• _Task directions_
The records follow. Copy each one exactly.

Data records
—————

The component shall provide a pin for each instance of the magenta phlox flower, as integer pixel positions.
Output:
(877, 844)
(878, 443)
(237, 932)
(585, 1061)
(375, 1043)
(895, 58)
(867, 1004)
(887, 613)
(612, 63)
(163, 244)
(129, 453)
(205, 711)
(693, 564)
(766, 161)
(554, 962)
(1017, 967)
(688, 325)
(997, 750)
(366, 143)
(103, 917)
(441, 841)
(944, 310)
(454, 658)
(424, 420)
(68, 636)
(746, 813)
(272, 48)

—————

• _Written response_
The component shall provide a pin for each instance of the magenta phlox flower, as integer pixel positions.
Output:
(877, 844)
(878, 443)
(237, 932)
(585, 1061)
(375, 1043)
(895, 58)
(867, 1004)
(887, 613)
(612, 63)
(163, 244)
(129, 453)
(205, 711)
(693, 564)
(766, 161)
(554, 962)
(1017, 967)
(688, 325)
(997, 750)
(366, 143)
(103, 917)
(441, 841)
(944, 310)
(454, 658)
(424, 420)
(68, 636)
(746, 813)
(272, 48)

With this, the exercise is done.